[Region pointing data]
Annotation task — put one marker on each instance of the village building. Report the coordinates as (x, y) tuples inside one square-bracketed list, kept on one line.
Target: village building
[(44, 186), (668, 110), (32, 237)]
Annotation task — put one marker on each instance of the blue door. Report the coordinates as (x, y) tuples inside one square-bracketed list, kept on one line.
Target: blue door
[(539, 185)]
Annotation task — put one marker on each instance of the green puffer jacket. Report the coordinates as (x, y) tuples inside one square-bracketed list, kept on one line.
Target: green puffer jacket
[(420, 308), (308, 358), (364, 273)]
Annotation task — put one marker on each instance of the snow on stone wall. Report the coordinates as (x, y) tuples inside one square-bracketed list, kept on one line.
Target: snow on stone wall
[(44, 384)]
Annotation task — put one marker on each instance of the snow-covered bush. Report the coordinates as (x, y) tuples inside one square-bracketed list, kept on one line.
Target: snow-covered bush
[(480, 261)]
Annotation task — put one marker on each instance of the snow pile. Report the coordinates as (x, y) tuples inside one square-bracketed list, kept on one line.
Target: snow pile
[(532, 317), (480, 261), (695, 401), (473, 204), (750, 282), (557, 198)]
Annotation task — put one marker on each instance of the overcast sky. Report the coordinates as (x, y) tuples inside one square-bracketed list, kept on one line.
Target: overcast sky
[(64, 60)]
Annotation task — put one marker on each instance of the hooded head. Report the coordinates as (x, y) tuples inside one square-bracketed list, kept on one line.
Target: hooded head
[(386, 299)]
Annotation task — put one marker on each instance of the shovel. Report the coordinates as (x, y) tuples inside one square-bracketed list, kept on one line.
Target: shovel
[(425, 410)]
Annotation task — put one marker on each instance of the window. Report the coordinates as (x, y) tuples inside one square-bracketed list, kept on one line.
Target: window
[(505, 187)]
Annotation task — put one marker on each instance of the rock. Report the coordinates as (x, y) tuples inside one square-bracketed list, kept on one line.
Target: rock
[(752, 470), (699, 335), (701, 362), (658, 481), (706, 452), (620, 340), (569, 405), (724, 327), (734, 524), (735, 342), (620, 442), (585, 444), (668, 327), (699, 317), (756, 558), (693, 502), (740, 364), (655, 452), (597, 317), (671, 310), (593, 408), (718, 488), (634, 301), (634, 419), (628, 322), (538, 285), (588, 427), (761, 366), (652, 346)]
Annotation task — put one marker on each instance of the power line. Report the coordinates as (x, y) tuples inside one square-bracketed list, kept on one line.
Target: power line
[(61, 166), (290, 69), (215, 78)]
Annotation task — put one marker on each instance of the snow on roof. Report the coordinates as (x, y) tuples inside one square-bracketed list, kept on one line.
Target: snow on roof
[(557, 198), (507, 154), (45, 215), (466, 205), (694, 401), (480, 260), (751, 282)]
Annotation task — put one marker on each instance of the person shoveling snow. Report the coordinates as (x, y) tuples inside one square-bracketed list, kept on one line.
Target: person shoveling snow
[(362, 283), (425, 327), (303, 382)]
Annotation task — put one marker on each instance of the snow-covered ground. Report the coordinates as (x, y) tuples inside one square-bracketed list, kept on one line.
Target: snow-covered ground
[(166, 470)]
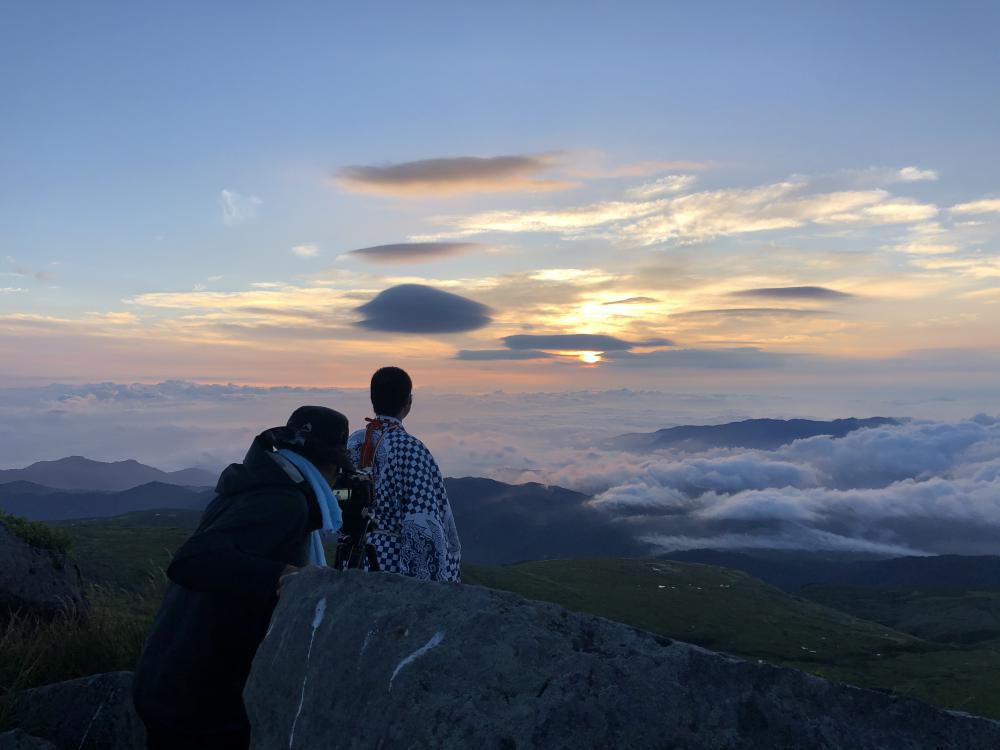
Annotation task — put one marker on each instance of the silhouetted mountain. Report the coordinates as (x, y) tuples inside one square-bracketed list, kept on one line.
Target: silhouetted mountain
[(78, 473), (788, 573), (499, 523), (794, 571), (44, 504), (764, 434), (502, 523)]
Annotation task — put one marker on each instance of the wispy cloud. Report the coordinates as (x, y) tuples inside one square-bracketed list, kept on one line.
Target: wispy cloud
[(447, 176), (308, 250), (676, 183), (985, 206), (413, 252), (576, 342), (486, 355), (700, 216), (632, 301), (751, 312), (238, 209), (793, 292), (915, 174)]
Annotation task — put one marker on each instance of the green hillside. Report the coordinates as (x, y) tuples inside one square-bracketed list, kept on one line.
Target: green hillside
[(728, 611), (714, 607), (125, 551), (942, 615)]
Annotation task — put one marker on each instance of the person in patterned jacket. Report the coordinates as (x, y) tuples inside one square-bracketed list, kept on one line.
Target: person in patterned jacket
[(416, 529)]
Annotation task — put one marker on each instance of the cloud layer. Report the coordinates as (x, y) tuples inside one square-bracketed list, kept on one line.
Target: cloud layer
[(917, 487), (446, 176), (413, 252)]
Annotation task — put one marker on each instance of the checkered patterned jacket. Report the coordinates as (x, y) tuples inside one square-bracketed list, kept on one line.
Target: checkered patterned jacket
[(417, 535)]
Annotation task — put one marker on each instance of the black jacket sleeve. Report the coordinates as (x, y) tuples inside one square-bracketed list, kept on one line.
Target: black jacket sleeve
[(232, 553)]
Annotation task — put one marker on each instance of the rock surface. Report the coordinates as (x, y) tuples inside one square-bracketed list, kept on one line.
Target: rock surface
[(357, 660), (36, 581), (92, 713), (18, 740)]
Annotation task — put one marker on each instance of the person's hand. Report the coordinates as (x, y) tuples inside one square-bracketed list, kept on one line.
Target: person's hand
[(286, 574), (291, 570)]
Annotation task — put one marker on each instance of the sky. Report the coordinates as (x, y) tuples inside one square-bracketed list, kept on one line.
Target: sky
[(772, 198)]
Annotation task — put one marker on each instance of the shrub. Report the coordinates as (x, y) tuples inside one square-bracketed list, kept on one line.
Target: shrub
[(35, 652), (38, 534)]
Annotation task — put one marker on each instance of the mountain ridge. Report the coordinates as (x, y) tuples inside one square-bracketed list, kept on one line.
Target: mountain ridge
[(81, 473), (763, 434)]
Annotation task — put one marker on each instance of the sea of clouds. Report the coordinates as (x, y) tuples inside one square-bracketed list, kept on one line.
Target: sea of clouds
[(919, 487)]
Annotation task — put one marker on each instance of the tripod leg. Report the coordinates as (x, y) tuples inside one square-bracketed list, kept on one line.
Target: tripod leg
[(372, 558)]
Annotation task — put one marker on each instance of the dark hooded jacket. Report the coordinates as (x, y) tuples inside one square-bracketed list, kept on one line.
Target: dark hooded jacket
[(218, 606)]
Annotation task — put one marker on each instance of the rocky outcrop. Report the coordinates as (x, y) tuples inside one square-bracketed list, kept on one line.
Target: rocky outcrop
[(18, 740), (358, 660), (92, 713), (36, 581)]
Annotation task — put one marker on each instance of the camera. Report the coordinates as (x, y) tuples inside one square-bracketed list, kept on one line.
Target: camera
[(355, 493)]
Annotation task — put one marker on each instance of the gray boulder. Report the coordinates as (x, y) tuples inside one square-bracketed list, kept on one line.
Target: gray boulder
[(92, 713), (357, 660), (37, 582), (18, 740)]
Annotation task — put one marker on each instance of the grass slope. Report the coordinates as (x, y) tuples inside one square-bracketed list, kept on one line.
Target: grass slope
[(728, 611), (717, 608), (125, 551), (943, 615)]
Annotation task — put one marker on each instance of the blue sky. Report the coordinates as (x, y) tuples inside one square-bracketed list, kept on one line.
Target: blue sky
[(162, 164)]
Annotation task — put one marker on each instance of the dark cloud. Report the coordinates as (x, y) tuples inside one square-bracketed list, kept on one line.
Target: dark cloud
[(414, 252), (752, 312), (793, 292), (482, 355), (632, 301), (569, 342), (737, 358), (452, 175), (415, 308)]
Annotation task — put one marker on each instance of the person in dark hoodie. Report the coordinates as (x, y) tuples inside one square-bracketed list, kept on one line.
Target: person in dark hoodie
[(225, 580)]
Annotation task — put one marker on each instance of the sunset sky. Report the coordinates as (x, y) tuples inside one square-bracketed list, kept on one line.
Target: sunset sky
[(519, 196)]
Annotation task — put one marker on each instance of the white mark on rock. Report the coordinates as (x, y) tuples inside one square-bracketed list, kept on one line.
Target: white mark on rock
[(368, 639), (433, 643), (91, 724), (318, 616)]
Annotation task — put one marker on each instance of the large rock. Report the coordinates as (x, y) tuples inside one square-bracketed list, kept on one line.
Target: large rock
[(92, 713), (36, 581), (18, 740), (357, 660)]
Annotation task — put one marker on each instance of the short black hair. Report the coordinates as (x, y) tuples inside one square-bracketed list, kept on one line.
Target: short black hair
[(391, 388)]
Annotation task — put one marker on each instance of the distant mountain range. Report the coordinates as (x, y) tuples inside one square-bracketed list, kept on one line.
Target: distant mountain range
[(503, 523), (763, 434), (79, 473), (792, 571), (499, 523), (40, 503)]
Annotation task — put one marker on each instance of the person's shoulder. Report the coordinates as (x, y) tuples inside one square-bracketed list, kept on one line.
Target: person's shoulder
[(411, 443)]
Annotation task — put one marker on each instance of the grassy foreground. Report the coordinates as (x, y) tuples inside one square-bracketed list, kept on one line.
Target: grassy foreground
[(728, 611), (718, 608)]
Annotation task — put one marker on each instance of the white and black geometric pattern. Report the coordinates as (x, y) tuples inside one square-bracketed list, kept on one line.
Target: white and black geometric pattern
[(417, 535)]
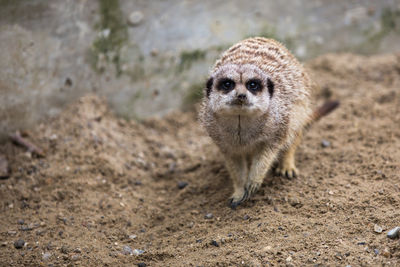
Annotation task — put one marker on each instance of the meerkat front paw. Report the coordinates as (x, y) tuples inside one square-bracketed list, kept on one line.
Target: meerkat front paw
[(287, 169)]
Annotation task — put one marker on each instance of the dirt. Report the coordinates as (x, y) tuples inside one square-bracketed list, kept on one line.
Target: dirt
[(106, 183)]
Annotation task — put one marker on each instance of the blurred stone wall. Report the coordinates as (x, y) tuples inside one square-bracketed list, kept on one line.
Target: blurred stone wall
[(149, 57)]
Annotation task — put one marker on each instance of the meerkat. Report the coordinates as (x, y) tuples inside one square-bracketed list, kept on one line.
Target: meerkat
[(256, 105)]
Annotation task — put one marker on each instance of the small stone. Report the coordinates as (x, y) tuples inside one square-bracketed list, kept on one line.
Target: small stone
[(214, 243), (378, 229), (135, 18), (208, 216), (182, 184), (64, 249), (127, 250), (75, 257), (325, 143), (393, 233), (386, 253), (46, 256), (138, 252), (19, 244), (4, 168)]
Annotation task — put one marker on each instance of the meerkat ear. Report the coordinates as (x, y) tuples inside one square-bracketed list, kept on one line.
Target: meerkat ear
[(209, 86), (271, 87)]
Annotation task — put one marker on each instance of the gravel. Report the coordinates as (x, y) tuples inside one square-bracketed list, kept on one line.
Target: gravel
[(208, 216), (135, 18), (182, 184), (214, 243), (377, 229), (394, 233), (19, 244), (127, 250), (325, 143), (46, 256), (138, 252)]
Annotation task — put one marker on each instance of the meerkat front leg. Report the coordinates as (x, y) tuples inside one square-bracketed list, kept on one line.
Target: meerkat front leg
[(238, 171), (261, 163), (286, 166)]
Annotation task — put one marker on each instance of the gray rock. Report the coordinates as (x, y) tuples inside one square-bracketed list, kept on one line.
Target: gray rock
[(135, 18), (393, 233), (127, 250), (208, 216), (138, 252), (46, 256), (325, 143), (19, 244)]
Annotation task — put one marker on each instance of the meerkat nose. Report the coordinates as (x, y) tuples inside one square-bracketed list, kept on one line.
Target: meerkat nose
[(241, 96)]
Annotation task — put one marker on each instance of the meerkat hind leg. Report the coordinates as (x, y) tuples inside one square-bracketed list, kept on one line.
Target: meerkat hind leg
[(286, 166)]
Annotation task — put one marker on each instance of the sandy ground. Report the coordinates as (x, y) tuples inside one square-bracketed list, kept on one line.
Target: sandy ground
[(107, 188)]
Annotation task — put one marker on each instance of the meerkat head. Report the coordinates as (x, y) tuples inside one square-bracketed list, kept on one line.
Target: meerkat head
[(234, 89)]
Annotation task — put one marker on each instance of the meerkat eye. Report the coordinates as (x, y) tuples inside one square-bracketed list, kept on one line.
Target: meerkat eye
[(226, 85), (254, 85)]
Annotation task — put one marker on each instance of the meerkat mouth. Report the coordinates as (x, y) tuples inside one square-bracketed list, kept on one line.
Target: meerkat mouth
[(239, 102)]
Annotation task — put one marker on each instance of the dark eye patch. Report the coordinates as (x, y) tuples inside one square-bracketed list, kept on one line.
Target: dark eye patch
[(209, 86), (226, 85), (254, 85), (271, 87)]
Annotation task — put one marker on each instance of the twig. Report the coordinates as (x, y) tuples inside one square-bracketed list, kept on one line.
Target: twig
[(19, 140)]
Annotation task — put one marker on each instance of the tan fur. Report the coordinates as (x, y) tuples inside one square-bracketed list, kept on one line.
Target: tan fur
[(254, 135)]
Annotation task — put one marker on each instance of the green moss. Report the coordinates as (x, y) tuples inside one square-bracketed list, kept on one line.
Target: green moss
[(390, 22), (188, 57), (194, 95), (111, 18)]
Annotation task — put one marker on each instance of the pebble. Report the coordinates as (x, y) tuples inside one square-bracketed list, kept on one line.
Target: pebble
[(19, 244), (132, 236), (214, 243), (64, 249), (75, 257), (208, 216), (386, 253), (395, 232), (135, 18), (138, 252), (127, 250), (378, 229), (325, 143), (182, 184), (46, 256)]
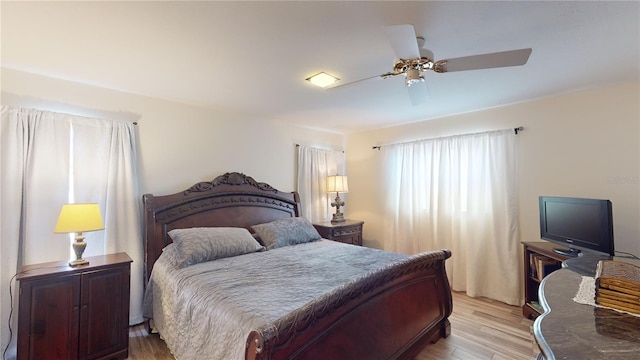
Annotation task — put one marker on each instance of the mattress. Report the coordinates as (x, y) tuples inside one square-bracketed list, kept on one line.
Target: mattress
[(206, 310)]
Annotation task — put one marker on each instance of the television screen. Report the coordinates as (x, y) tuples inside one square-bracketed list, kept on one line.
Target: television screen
[(577, 223)]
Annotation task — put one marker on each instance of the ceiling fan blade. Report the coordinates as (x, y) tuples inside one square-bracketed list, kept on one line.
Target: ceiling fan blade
[(403, 40), (487, 61), (353, 82), (418, 92)]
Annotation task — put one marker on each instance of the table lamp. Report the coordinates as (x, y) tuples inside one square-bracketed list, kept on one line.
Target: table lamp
[(338, 184), (79, 218)]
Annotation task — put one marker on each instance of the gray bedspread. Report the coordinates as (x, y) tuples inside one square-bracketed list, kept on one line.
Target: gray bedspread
[(206, 311)]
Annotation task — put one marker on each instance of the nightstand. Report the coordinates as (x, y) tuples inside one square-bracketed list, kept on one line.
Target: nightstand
[(75, 312), (349, 231)]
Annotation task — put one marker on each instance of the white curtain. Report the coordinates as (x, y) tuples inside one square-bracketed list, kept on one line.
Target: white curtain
[(458, 193), (48, 159), (314, 165)]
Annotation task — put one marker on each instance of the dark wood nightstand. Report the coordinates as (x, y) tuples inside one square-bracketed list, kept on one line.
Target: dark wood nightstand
[(349, 231), (75, 313)]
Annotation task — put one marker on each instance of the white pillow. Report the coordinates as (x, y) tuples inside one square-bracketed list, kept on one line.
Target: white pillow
[(196, 245), (285, 232)]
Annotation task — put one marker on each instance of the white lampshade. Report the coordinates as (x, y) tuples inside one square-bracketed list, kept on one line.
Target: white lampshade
[(337, 183), (79, 218)]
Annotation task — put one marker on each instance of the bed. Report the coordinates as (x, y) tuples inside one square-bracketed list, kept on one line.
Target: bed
[(378, 304)]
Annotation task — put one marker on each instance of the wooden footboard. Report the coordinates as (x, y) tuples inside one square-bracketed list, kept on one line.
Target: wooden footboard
[(391, 314)]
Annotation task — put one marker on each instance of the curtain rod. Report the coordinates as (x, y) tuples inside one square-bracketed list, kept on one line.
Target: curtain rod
[(515, 130)]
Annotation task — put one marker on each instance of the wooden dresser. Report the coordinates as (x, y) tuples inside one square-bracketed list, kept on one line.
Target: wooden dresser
[(75, 313), (349, 231)]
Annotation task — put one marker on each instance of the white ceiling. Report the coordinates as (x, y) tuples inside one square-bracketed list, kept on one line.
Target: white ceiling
[(252, 57)]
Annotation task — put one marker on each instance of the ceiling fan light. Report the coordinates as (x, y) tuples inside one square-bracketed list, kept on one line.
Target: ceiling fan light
[(413, 76), (322, 79)]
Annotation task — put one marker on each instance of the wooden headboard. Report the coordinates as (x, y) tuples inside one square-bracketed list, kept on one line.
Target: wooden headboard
[(232, 199)]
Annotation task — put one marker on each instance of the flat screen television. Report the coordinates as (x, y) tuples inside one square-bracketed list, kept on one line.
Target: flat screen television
[(577, 223)]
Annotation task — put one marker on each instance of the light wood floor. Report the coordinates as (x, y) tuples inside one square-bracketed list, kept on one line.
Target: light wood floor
[(481, 329)]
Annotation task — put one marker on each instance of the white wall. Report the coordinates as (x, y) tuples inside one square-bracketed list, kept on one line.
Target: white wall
[(178, 144), (583, 144)]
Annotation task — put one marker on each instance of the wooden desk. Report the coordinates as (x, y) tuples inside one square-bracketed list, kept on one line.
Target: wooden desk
[(568, 330)]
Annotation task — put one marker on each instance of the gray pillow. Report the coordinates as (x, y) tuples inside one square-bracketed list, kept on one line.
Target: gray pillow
[(285, 232), (196, 245)]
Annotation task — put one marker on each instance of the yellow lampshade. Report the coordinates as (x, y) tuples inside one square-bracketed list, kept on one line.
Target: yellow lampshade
[(337, 183), (79, 218)]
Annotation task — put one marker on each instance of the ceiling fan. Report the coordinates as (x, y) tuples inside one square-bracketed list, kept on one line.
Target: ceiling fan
[(413, 60)]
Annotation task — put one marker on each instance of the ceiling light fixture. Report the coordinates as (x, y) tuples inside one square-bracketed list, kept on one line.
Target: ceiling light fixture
[(322, 79)]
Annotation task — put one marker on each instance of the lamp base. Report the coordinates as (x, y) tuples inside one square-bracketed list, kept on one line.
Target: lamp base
[(78, 247), (78, 262)]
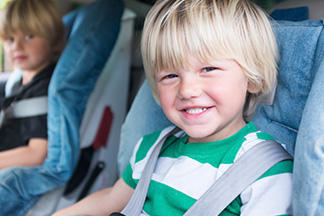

Task goal:
Taking the lines above, repeat exactly those from the line that contains "the meerkat head." through the line that contains "the tan fur.", and both of those lines as well. Include nothing else.

Answer to the problem:
Annotation task — put one marker on each instance of the meerkat head. Report the coordinates as (x, y) tuples inside one square-bracketed list, kept on one line.
Target: meerkat head
[(234, 89)]
Annotation task — put one marker on each instance of the meerkat eye. Report the coordinates as (x, y) tuples inside one square-bracketed list, kept on one line.
Target: meerkat eye
[(226, 85), (254, 85)]
Annotation task — put one marker on each instance of the meerkat mouth. Report the coordinates as (x, y) tuples inside one square-bracketed list, kept on one line.
Target: meerkat mouth
[(239, 102)]
Annotation task — put one marker on each instance of the dark eye patch. Report the coordinates as (x, y) tuples inside one square-bracketed list, kept on one line.
Target: dark eye patch
[(209, 86), (226, 85), (254, 85), (271, 87)]
Annotation task — put one marker on each instance of the twig. Report the coordinates as (x, y) tuples inside one square-bracketed list, kept on one line.
Target: twig
[(19, 140)]
Annotation task — put one marker on each instance of the tan fur. Report the coordinates as (x, y) tuples inside one square-bracketed list, kept on one line.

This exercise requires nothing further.